BRON:
►

202402956/1/A2.
Datum uitspraak: 11 december 2024
AFDELING
BESTUURSRECHTSPRAAK
Uitspraak op het hoger beroep van:
[appellante], wonend in [woonplaats],
appellante,
tegen de uitspraak van de rechtbank Rotterdam van 19 april 2024 in zaak nr. 24/2302 in het geding tussen:
[appellante]
en
de minister van Financiën.
Procesverloop
Bij besluit van 13 september 2023 heeft Sociale Banken Nederland (hierna: SBN) de aanvraag van [appellante] om terugbetaling van een afgeloste schuld van € 10.706,- aan Data Entry Services Suriname afgewezen.
Bij besluit van 23 januari 2024 heeft de minister het door [appellante] daartegen gemaakte bezwaar ongegrond verklaard.
Bij uitspraak van 19 april 2024 heeft de rechtbank het daartegen door [appellante] ingestelde beroep ongegrond verklaard.
Tegen deze uitspraak heeft [appellante] hoger beroep ingesteld.

◄

GESTELDE OPGAVE A: Geef de regels uit de rijen hieronder weer als Markdown-tabel met de kolommen Nummer en Regel, zonder lege regels. Begin bij de regel met "of the central" en stop na de laatste regel van de rijen.

FRAGMENTEN UIT RIJEN:

►

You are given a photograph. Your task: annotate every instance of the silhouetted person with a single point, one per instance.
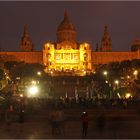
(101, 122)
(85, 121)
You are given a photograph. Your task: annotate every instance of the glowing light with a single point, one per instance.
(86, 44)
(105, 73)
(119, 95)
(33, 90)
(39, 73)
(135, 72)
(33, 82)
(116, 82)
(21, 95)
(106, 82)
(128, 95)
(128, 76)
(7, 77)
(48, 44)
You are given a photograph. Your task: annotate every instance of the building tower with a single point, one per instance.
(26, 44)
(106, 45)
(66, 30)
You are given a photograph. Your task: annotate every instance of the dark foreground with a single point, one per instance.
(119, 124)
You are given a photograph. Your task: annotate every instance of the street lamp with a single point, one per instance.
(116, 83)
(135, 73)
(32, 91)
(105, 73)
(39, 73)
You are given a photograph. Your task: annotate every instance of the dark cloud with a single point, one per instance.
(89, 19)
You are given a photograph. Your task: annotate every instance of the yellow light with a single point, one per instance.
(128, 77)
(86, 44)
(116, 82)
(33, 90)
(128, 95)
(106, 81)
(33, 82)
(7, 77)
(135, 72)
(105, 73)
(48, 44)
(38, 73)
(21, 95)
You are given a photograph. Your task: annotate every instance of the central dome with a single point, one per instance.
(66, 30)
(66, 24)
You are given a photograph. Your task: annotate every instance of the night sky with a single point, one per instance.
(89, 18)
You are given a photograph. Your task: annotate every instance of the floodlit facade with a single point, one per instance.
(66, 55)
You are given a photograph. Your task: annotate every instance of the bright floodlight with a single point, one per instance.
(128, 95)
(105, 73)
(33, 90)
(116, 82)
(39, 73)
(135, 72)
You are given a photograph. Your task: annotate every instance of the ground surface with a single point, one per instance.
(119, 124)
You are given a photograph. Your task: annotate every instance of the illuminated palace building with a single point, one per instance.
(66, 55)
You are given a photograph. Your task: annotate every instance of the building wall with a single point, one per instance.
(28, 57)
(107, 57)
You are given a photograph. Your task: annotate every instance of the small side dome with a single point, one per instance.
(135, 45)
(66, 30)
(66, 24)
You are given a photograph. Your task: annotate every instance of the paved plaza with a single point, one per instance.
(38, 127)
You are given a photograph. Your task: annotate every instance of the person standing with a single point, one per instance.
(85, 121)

◄

GESTELDE OPGAVE B: Hoe hoog was volgens de uitspraak de afgeloste schuld waarvan appellante terugbetaling aanvroeg?

JUIST RESULTAAT A:
| Nummer | Regel |
|---|---|
| 1 | You are given a photograph. Your task: annotate every instance of the central dome with a single point, one per instance. |
| 2 | (66, 30) |
| 3 | (66, 24) |
| 4 | You are given a photograph. Your task: annotate every instance of the night sky with a single point, one per instance. |
| 5 | (89, 18) |
| 6 | You are given a photograph. Your task: annotate every instance of the floodlit facade with a single point, one per instance. |
| 7 | (66, 55) |
| 8 | You are given a photograph. Your task: annotate every instance of the bright floodlight with a single point, one per instance. |
| 9 | (128, 95) |
| 10 | (105, 73) |
| 11 | (33, 90) |
| 12 | (116, 82) |
| 13 | (39, 73) |
| 14 | (135, 72) |
| 15 | You are given a photograph. Your task: annotate every instance of the ground surface with a single point, one per instance. |
| 16 | (119, 124) |
| 17 | You are given a photograph. Your task: annotate every instance of the illuminated palace building with a single point, one per instance. |
| 18 | (66, 55) |
| 19 | You are given a photograph. Your task: annotate every instance of the building wall with a single point, one per instance. |
| 20 | (28, 57) |
| 21 | (107, 57) |
| 22 | You are given a photograph. Your task: annotate every instance of the small side dome with a single point, one per instance. |
| 23 | (135, 45) |
| 24 | (66, 30) |
| 25 | (66, 24) |
| 26 | You are given a photograph. Your task: annotate every instance of the paved plaza with a single point, one per instance. |
| 27 | (38, 127) |
| 28 | You are given a photograph. Your task: annotate every instance of the person standing with a single point, one per instance. |
| 29 | (85, 121) |

JUIST RESULTAAT B: € 10.706,-